» **EXERCISE AIM**
Only the lines from the one containing "Please place a point on the palm tree trunk" through the end of the data below should be copied, each exactly as written and with both ends kept.

» **RECORDS SHOWN**
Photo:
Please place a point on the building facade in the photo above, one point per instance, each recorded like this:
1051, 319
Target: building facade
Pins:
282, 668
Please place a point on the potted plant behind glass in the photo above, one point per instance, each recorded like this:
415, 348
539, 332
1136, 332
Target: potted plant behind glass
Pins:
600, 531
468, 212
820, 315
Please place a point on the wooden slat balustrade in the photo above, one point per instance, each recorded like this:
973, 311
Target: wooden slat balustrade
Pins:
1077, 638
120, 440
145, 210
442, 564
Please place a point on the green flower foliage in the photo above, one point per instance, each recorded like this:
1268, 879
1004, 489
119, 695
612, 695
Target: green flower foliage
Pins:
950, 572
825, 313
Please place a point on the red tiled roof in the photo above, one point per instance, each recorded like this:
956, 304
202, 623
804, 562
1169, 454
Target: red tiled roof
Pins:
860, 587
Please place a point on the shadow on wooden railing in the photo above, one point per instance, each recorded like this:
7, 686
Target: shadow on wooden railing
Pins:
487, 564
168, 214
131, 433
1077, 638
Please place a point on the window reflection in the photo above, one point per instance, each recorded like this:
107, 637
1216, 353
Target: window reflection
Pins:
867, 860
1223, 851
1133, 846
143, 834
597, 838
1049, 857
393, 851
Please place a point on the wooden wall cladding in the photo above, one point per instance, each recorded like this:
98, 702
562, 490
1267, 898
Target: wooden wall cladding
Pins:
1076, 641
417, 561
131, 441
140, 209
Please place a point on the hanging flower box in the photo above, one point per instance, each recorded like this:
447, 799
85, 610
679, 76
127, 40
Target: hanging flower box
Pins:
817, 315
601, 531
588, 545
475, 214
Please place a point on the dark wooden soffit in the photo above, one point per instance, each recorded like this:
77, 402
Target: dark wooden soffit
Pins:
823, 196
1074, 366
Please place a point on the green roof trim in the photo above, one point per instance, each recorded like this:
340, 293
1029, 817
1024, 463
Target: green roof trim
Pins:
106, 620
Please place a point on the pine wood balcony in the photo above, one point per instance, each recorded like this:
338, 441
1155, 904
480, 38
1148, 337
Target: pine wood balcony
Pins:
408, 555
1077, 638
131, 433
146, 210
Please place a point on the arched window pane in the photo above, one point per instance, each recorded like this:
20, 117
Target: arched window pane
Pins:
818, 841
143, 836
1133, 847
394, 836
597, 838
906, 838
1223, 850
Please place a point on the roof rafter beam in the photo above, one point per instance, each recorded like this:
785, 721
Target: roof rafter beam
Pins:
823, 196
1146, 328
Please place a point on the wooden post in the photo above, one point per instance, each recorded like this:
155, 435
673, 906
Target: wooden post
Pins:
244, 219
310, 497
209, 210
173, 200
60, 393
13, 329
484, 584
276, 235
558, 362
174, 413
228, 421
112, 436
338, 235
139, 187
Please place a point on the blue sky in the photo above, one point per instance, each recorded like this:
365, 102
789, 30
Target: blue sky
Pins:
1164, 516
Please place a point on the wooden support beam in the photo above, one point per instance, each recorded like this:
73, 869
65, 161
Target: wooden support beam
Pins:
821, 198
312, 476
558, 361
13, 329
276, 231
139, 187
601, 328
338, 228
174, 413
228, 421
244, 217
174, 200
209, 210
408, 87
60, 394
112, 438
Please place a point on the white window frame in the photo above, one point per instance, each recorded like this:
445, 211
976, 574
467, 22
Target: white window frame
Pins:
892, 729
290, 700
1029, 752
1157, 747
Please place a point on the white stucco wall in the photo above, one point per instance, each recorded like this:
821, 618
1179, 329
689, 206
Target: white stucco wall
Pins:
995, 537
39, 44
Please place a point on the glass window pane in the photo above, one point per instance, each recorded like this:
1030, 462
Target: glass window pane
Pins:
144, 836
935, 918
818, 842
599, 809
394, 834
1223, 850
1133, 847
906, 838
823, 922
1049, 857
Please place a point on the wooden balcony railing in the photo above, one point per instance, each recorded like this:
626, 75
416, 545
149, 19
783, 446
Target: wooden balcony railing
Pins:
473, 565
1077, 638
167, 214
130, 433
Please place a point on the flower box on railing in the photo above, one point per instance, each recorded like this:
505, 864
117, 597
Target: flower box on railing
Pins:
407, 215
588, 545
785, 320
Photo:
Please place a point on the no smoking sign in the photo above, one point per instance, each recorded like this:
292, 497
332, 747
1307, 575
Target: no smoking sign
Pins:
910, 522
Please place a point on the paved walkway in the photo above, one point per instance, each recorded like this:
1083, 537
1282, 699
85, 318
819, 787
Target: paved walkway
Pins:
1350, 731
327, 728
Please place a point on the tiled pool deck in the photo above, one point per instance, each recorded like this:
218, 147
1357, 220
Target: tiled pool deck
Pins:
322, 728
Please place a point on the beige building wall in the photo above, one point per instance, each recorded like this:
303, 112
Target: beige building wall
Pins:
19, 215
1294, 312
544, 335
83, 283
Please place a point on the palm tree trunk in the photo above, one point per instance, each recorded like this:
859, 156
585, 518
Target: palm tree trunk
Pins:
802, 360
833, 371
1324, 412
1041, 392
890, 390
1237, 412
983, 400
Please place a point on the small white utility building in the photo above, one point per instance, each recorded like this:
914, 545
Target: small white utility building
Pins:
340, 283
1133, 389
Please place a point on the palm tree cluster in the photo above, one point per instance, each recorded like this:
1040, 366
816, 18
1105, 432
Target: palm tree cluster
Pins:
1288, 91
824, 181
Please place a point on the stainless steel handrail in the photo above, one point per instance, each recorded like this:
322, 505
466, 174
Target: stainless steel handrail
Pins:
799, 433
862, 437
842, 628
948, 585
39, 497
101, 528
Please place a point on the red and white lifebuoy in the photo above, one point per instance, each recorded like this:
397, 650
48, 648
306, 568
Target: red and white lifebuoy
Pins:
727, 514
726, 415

» **EXERCISE OUTPUT**
Please place a point on the palm tree trunk in the photo above, one point per instance, each recorded like this:
859, 156
585, 518
Target: palm tree trunk
Pins:
802, 360
833, 371
1324, 412
1041, 392
890, 390
1237, 412
983, 400
Please place a point on the small white utility building in the photo above, one point per instance, each recorded like this:
914, 545
Target: small white utility building
Pins:
340, 283
1133, 389
Please place a point on the palm tree cluster in the photo above, one point per instance, each recorded like this:
1040, 366
816, 18
1105, 432
Target: palm tree cluster
Pins:
1288, 91
824, 181
Please place a point on the stainless steel handrail in the photo above, one point per instance, each recorded like this:
322, 505
466, 174
Target: stainless steel handrail
Pins:
799, 433
862, 437
842, 628
948, 585
39, 497
101, 528
Please place a point on the red and white lifebuoy in the photo above, one point per instance, each recorded like this:
397, 650
48, 648
306, 568
Target: red and white lifebuoy
Pins:
727, 514
726, 415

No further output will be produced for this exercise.